On a printer with a heated bed, what are the consequences of setting the bed temperature too high went printing with PLA?
1. a small amount above the recommended setting, 5 Celsius for example
2. Considerably above it, 20 Celsius
I'm thinking of consequences for the print, not for the printer. Such as warping, adhesion, difficulty removing, and so on.
# Answer
> 2 votes
The biggest consequences of printing PLA with the bed too hot stem from difficulty cooling, especially for the layers close to the bed. PLA softens (or hardens, if you're looking at it from the other direction of cooling) around 50-65°C. When you have material in contact with a bed above that temperature, no amount of cooling fan will harden it. It will stay soft. If there's a big mass of material, just the viscosity may help it retain its shape well enough to meet your needs. If not, air pressure from the fan, friction with the nozzle, the pressure of the next layer beying extruded against it, etc. may displace the material from where it was supposed to be, giving you a print that's not just inaccurate but structurally unsound, or where support structures bond irremovably, or gaps that were designed into the model to be gaps fuse together, etc.

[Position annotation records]
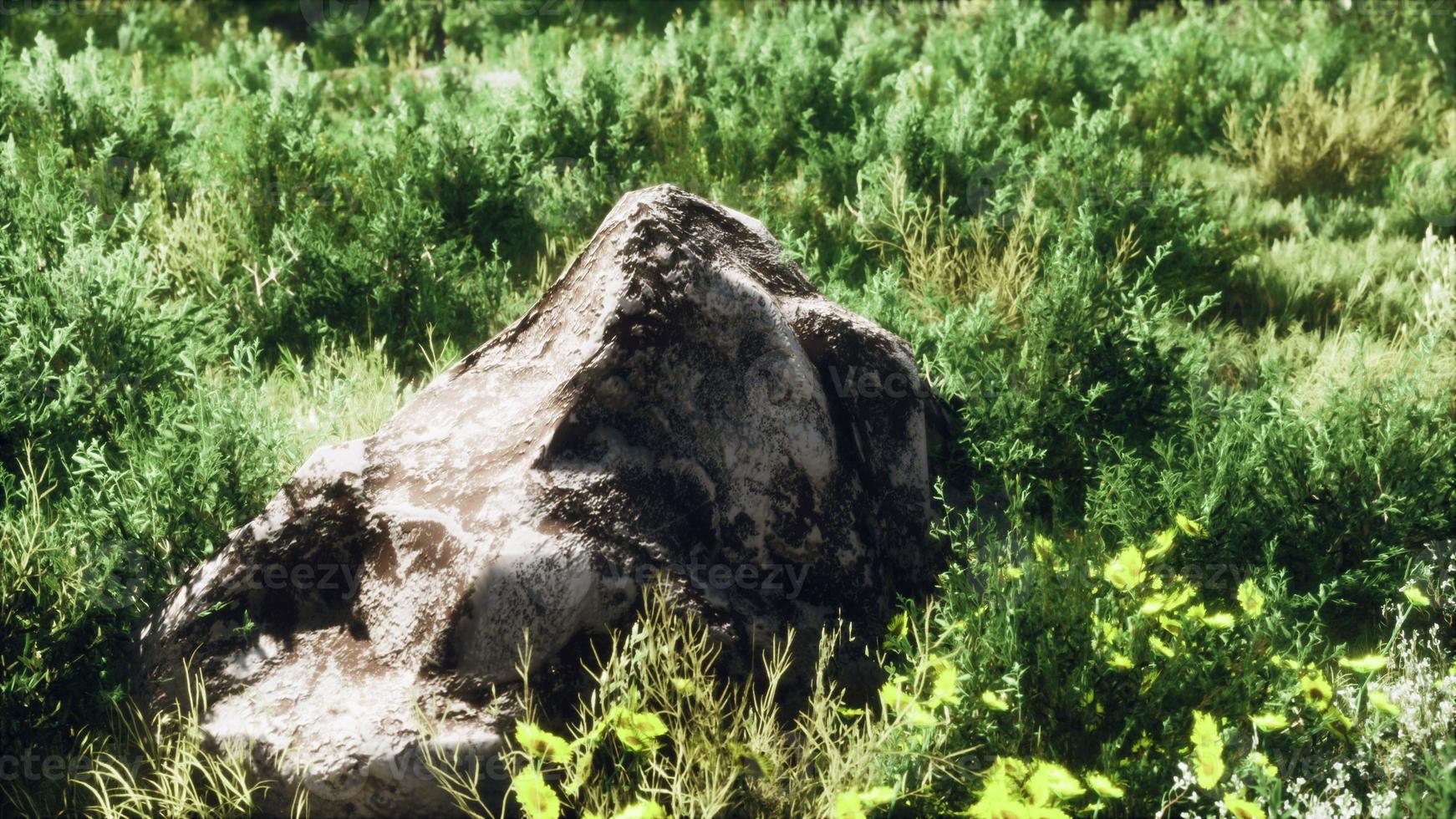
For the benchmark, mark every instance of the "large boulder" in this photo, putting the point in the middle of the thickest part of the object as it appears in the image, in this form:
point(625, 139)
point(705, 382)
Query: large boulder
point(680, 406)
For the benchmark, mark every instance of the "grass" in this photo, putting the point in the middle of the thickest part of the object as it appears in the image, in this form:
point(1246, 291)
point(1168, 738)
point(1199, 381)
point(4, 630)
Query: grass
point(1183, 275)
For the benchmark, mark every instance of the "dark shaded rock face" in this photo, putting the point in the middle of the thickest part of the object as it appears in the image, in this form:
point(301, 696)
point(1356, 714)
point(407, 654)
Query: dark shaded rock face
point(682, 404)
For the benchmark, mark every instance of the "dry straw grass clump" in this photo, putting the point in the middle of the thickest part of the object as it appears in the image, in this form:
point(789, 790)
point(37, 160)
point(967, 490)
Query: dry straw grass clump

Goals.
1. Rewrite the paragraph of the PLA bed temperature excerpt that begins "The biggest consequences of printing PLA" as a brief bulleted list, keeping its main facts.
2. According to the PLA bed temperature excerpt, at roughly what temperature range does PLA soften?
3. Copy out the passage of the PLA bed temperature excerpt that starts at the words "On a printer" and stops after "removing, and so on.".

Answers below.
1.
- The main problem with a bed that is too hot is poor cooling, especially for the layers near the bed.
- PLA softens or hardens at around 50-65°C. Material touching a bed hotter than that stays soft no matter how much the cooling fan runs.
- A large mass of material may hold its shape well enough through viscosity alone.
- Otherwise, fan air pressure, friction with the nozzle, or pressure from the next layer can push material out of place.
- The print can then be inaccurate and structurally unsound, supports can bond so they can't be removed, and gaps designed into the model can fuse together.

2. Around 50-65°C.

3.
On a printer with a heated bed, what are the consequences of setting the bed temperature too high went printing with PLA?
1. a small amount above the recommended setting, 5 Celsius for example
2. Considerably above it, 20 Celsius
I'm thinking of consequences for the print, not for the printer. Such as warping, adhesion, difficulty removing, and so on.